**Exercise objective**
Return the lines below unchanged, every one of them, in their original order.

>> START Entries

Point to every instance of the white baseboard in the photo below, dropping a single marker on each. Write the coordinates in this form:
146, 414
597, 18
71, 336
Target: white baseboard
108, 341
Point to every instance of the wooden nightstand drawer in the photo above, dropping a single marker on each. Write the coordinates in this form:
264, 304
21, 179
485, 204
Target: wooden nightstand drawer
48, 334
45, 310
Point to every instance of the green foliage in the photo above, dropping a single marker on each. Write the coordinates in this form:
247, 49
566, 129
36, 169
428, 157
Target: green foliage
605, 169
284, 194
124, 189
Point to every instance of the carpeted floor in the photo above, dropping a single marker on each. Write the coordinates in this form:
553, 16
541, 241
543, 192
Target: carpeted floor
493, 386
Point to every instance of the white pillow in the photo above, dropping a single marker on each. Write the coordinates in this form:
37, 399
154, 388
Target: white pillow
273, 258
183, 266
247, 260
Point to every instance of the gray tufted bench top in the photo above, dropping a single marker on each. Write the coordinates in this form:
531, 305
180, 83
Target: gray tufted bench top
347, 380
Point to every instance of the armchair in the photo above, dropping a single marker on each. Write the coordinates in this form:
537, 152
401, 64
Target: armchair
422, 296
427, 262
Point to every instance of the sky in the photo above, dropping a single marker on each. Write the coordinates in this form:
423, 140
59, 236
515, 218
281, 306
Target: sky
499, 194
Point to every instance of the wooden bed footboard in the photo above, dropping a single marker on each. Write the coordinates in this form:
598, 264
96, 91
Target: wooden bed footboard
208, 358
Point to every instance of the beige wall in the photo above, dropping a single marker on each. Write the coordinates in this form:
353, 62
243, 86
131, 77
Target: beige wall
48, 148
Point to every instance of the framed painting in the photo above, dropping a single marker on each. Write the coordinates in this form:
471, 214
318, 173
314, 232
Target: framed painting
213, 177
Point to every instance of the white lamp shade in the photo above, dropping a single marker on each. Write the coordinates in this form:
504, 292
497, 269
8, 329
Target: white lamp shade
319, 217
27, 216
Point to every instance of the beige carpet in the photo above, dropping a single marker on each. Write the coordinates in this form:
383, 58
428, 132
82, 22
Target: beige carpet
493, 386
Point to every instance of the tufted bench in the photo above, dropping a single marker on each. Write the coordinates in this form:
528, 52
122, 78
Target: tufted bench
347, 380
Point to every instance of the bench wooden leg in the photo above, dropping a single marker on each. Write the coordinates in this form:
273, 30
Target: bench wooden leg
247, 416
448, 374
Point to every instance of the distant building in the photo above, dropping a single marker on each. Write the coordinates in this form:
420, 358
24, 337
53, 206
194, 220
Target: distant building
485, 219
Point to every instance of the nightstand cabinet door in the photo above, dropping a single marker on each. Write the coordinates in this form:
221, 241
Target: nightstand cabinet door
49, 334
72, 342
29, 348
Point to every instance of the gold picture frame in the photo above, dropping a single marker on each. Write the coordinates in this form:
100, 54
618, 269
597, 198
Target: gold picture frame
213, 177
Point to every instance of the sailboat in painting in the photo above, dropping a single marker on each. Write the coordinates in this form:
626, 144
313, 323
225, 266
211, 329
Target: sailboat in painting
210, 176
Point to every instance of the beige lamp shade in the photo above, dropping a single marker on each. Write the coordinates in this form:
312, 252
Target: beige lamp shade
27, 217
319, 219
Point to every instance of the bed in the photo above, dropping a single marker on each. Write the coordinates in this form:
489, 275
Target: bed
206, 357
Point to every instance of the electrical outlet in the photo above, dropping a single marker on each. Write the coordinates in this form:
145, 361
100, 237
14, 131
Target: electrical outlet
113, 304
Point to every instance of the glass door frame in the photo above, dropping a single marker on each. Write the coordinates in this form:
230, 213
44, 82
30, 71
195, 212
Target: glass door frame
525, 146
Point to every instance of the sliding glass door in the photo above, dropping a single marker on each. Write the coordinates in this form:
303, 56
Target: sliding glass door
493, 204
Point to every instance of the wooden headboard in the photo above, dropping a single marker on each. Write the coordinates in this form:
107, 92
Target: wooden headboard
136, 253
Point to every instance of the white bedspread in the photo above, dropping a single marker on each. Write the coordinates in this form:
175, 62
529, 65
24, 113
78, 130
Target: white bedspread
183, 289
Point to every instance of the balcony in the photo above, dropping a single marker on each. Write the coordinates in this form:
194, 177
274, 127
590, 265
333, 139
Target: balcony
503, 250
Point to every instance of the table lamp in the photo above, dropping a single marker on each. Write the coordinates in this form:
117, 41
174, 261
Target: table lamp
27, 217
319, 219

>> END Entries

**Written response**
Point to every instance of the white baseboard in the photo below, dropping a single marker on each. Write the coordinates in this form:
146, 414
597, 18
71, 336
Target: white baseboard
108, 341
Point to every instance of the wooden nightstand drawer in the photo above, dropping a single marker on each. Write the coordinates in this form:
264, 304
21, 179
485, 204
Target: wooden nightstand drawer
48, 334
45, 310
Point to every instance of the green foliage in the photo above, dropping a single marker on each. Write the coordinates in this form:
247, 49
566, 129
36, 169
428, 157
Target: green foliage
605, 169
284, 194
124, 189
Point to every instance of the carpeted floor in the photo above, dropping a single marker on each. Write the coordinates in this form:
553, 16
541, 241
543, 192
Target: carpeted floor
493, 386
Point to every instance of the white pillow in the photo above, dropping a single marker on each. Write the coordinates in this form:
37, 399
154, 388
Target: white pillow
273, 258
183, 266
247, 260
Point to every instance of the gray tufted bench top in the photo above, dropping a single marker on each. Write the coordinates in this form:
531, 305
180, 83
Target: gray tufted bench top
347, 380
Point to every instance of the armchair in the photo above, dropping a single marker on each. Write the coordinates in this form:
537, 152
401, 64
Target: armchair
422, 296
427, 262
Point to every instance of the sky in the photo above, dropping a single marker on each. Write the coordinates in this form:
423, 140
59, 236
515, 218
281, 306
Target: sky
499, 194
Point to every instance of the wooden bed footboard in the photo above, dropping a single marker on each. Write the coordinates in this form:
598, 264
96, 91
Target: wooden bed footboard
208, 358
Point to every instance of the beige wall in the photo above, dropping a single marker on each. Write the coordinates in this form:
353, 62
243, 86
131, 77
Target: beige wall
48, 148
Point to every instance of the framed painting in the photo above, dropping a single marker on each. Write the coordinates in this form:
471, 214
318, 173
314, 232
Target: framed painting
213, 177
Point to every instance of the white lamp shade in the photo above, dropping a single marker on each. Write the coordinates in this form:
504, 292
497, 269
8, 329
Target: white lamp shade
319, 217
27, 216
Point to every instance of the beige carpet in the photo above, dropping a single marker on each. Write the coordinates in this form:
383, 58
428, 132
82, 22
Target: beige carpet
493, 386
Point to every instance of the tufted bench in the photo above, dropping a single marker on each. Write the coordinates in this form:
528, 52
122, 78
Target: tufted bench
347, 380
Point to every instance of the bench wooden leg in the photo above, dropping a single marker on each. Write the coordinates in this form:
273, 30
Target: bench wooden leg
247, 416
448, 374
Point to every instance of the distant building in the photo above, dropping a single marker on each. Write the coordinates in this form:
420, 358
24, 337
53, 206
194, 220
Target: distant building
485, 219
Point to every instance of the nightstand cabinet door in the photo above, dropping a single marker on each. Write the coordinates in this form:
221, 241
Target: nightstand cabinet door
49, 334
72, 342
29, 348
Point to every instance of the gold picture frame in the photo above, dropping a single marker on each. Write the coordinates in this form:
100, 54
618, 269
597, 198
Target: gold picture frame
213, 177
Point to every instance of the sailboat in painting in the photo above, dropping a single marker on each. Write the coordinates in this form:
626, 144
313, 323
225, 266
211, 329
Target: sailboat in painting
210, 176
Point to every instance of the beige lamp shade in the photo above, dropping a single marker on each. Write the coordinates in this form:
312, 252
Target: beige lamp shade
27, 217
319, 219
Point to every instance of the bed in the photo above, dropping a single marker on each. Write the coordinates in this form:
489, 275
Target: bed
206, 357
Point to every instance of the electrical outlet in the photo above, dropping a single marker on each. Write the coordinates in this form:
145, 361
100, 237
14, 131
Target: electrical outlet
113, 304
Point to every instance of the glass door frame in the photo above, dropping a single marker on each. Write the coordinates in this form:
230, 213
44, 82
30, 71
195, 212
Target: glass door frame
525, 146
Point to every instance of the sliding glass door in the photo above, dropping a single marker on each. Write the coordinates in this form:
303, 56
Target: sliding glass door
493, 204
Point to every instance of the wooden headboard in the photo above, dropping a single marker on each. Write the coordinates in this form:
107, 92
Target: wooden headboard
136, 253
Point to every instance of the white bedspread in the photo above, dropping a single marker on each. Write the coordinates in this form:
175, 62
529, 65
24, 113
78, 130
Target: white bedspread
183, 289
Point to every instance of the balcony in the photo above, dropping a single marker on each. Write the coordinates in this form:
194, 177
274, 127
590, 265
333, 139
Target: balcony
503, 250
Point to every instance of the table lamp in the photo above, dropping a single marker on each. Write the coordinates in this form:
117, 41
174, 261
Target: table lamp
27, 217
319, 219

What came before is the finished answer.